→ **Task objective**
Can you return every one of the records below word for word, changing nothing?

##############################

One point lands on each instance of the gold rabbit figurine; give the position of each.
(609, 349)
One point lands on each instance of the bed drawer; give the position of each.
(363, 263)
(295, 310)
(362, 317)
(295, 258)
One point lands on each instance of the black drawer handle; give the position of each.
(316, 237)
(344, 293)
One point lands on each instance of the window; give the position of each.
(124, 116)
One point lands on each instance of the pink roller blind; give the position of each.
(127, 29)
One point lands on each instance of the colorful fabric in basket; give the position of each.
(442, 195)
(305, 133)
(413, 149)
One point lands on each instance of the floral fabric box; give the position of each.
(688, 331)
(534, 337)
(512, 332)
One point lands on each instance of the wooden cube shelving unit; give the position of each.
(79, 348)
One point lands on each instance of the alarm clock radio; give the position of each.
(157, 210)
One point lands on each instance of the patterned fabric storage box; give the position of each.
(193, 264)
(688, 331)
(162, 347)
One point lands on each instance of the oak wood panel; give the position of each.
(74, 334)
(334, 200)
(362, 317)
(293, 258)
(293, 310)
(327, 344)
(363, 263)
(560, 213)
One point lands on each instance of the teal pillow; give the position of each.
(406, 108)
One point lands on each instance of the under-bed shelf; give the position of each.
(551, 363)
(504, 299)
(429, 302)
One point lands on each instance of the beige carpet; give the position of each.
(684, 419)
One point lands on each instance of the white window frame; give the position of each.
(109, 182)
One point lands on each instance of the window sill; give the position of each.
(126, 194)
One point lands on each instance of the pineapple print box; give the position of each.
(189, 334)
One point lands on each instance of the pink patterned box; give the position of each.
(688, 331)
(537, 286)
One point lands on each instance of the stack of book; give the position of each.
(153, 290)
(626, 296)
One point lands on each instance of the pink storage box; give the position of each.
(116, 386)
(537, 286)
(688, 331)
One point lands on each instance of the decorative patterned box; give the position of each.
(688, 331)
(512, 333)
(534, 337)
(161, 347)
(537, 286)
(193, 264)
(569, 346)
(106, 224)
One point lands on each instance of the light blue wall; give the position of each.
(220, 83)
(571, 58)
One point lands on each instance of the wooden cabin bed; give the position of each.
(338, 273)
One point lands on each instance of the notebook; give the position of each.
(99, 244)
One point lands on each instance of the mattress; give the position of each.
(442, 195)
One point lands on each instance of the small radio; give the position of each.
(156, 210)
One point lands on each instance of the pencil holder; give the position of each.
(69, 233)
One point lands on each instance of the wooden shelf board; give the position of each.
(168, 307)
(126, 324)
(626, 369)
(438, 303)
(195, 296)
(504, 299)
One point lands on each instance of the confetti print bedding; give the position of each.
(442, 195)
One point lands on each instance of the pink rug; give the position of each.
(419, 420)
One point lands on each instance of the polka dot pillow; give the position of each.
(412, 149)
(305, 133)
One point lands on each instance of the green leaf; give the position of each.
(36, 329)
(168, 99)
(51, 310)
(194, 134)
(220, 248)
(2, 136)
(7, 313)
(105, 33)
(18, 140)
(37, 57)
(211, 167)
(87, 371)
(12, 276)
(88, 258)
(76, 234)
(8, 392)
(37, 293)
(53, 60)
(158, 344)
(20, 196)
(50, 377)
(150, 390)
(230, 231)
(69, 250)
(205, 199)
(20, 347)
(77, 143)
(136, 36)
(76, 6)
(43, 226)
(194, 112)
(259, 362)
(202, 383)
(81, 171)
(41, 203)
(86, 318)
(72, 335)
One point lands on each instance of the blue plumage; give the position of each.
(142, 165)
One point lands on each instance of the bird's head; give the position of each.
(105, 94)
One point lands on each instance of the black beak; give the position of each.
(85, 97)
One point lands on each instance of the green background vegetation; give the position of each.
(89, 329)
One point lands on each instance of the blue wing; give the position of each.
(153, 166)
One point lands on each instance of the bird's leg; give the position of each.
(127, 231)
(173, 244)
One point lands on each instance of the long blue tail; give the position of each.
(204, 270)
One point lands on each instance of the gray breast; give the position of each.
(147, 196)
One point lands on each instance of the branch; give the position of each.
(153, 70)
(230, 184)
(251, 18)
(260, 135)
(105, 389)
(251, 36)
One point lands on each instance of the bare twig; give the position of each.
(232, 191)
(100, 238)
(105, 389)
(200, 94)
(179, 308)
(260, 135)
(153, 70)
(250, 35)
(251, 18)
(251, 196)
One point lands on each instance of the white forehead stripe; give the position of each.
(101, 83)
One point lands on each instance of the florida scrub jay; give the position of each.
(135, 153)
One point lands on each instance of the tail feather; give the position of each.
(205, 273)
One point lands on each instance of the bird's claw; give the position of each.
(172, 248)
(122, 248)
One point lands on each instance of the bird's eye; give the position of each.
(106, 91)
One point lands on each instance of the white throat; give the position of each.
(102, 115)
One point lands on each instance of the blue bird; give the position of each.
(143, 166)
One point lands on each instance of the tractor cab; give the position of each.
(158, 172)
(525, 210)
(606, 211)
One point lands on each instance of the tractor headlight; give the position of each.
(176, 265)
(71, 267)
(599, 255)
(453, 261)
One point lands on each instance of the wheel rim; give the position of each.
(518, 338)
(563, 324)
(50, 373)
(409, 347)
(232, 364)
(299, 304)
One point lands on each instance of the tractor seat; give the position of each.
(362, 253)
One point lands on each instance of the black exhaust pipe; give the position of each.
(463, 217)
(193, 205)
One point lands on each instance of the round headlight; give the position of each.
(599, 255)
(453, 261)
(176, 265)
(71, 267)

##############################

→ **Complete answer**
One point lands on each instance of the gold rabbit figurine; give the position of each.
(609, 349)
One point lands on each instance of the bed drawer; give the position of each.
(363, 263)
(295, 310)
(362, 317)
(295, 258)
One point lands on each instance of the black drawer handle; give the position of each.
(316, 237)
(344, 293)
One point lands on each instance of the window; give the position of each.
(124, 116)
One point lands on each instance of the pink roller blind; give the position of each.
(127, 29)
One point lands on each instance of the colorful fabric in basket; give the position of each.
(442, 195)
(305, 133)
(413, 149)
One point lands on each instance of the floral fabric box; give the position of each.
(688, 331)
(534, 337)
(512, 332)
One point lands on each instance of the wooden cube shelving unit; give the position of each.
(79, 348)
One point lands on each instance of the alarm clock radio; give the position of each.
(157, 210)
One point lands on each instance of the patterned fabric storage box; give the position of each.
(193, 264)
(688, 331)
(162, 347)
One point lands on each instance of the oak wood panel; give the position of each.
(74, 334)
(334, 200)
(362, 317)
(293, 258)
(293, 310)
(327, 344)
(363, 263)
(560, 213)
One point lands on each instance of the teal pillow; give the position of each.
(406, 108)
One point lands on each instance of the under-bed shelf; give the position of each.
(551, 363)
(504, 299)
(429, 302)
One point lands on each instance of the beige carpet; give the position of each.
(684, 419)
One point lands on each instance of the white window frame; give the position of each.
(109, 182)
One point lands on each instance of the window sill; give the position of each.
(126, 194)
One point lands on each instance of the pineapple print box; give the position of each.
(189, 334)
One point lands on each instance of the pink patterned box; give the position of each.
(688, 331)
(537, 286)
One point lands on each instance of the stack of book; give the position of each.
(153, 290)
(626, 296)
One point lands on each instance of the pink storage box; give the position of each.
(116, 386)
(537, 286)
(688, 331)
One point lands on each instance of the decorative patterned box; give the position of each.
(688, 331)
(512, 333)
(534, 337)
(161, 347)
(537, 286)
(193, 264)
(569, 346)
(106, 224)
One point lands on each instance of the light blue wall; give the position of each.
(220, 83)
(571, 58)
One point lands on each instance of the wooden cabin bed; give the position of each.
(338, 273)
One point lands on each instance of the notebook; give the position of each.
(99, 244)
One point lands on each instance of the mattress; give the position of each.
(442, 195)
One point lands on each instance of the small radio; give the position of each.
(156, 210)
One point lands on each instance of the pencil holder; give the position of each.
(69, 233)
One point lands on each instance of the wooden shelf board; give the position of each.
(168, 307)
(126, 324)
(626, 369)
(438, 303)
(195, 296)
(504, 299)
One point lands on each instance of the confetti print bedding; give the position of each.
(442, 195)
One point lands on each instance of the pink rug; give the position of each.
(419, 420)
One point lands on each instance of the polka dot pillow; give the position of each.
(412, 149)
(305, 133)
One point lands on each instance of the green leaf; give the position of each.
(36, 329)
(168, 99)
(51, 310)
(194, 134)
(220, 248)
(2, 136)
(7, 313)
(105, 33)
(18, 140)
(37, 57)
(211, 167)
(87, 371)
(12, 276)
(88, 258)
(76, 234)
(8, 392)
(37, 293)
(53, 60)
(158, 344)
(20, 196)
(50, 377)
(150, 390)
(230, 231)
(69, 250)
(205, 199)
(20, 347)
(77, 143)
(136, 36)
(76, 6)
(43, 226)
(194, 112)
(259, 362)
(202, 383)
(81, 171)
(41, 203)
(86, 318)
(72, 335)
One point lands on each instance of the blue plumage; give the position of each.
(142, 165)
One point lands on each instance of the bird's head; give the position of each.
(105, 94)
One point lands on each instance of the black beak; give the position of each.
(85, 97)
One point lands on each instance of the green background vegetation; give the position of each.
(89, 329)
One point lands on each instance of the blue wing; give the position of each.
(153, 166)
One point lands on each instance of the bird's leg; give the position of each.
(127, 231)
(173, 244)
One point lands on each instance of the long blue tail; give the position of each.
(204, 270)
One point lands on each instance of the gray breast; give the position of each.
(147, 196)
One point lands on each instance of the branch; give the position of each.
(153, 70)
(230, 184)
(251, 18)
(260, 135)
(105, 389)
(251, 36)
One point lands on each instance of the bare twig; give the position of each.
(232, 191)
(100, 238)
(105, 389)
(200, 94)
(179, 308)
(260, 135)
(153, 70)
(250, 35)
(251, 18)
(251, 196)
One point lands on each instance of the white forehead stripe; give the position of each.
(101, 83)
One point lands on each instance of the florida scrub jay; give the position of each.
(135, 153)
One point lands on each instance of the tail feather; give the position of each.
(205, 273)
One point lands on each instance of the bird's claw; give the position of each.
(172, 248)
(122, 248)
One point lands on each instance of the bird's eye; give the position of each.
(106, 91)
One point lands on each instance of the white throat; give the position of each.
(102, 115)
One point lands on each instance of the blue bird; give the position of each.
(143, 166)
One point lands on each instance of the tractor cab; give the position of each.
(158, 172)
(525, 210)
(606, 211)
One point lands on each instance of the tractor headlight; give the position of each.
(176, 265)
(71, 267)
(599, 255)
(453, 261)
One point lands on each instance of the wheel rim; give the position of each.
(518, 338)
(563, 324)
(50, 373)
(409, 347)
(232, 364)
(299, 304)
One point lands on each instance of the tractor seat; give the position of each.
(362, 253)
One point lands on each instance of the black exhaust pipe; give the position of each.
(463, 217)
(193, 205)
One point lands on each instance of the round headlight; give the position of each.
(599, 255)
(453, 261)
(176, 265)
(71, 267)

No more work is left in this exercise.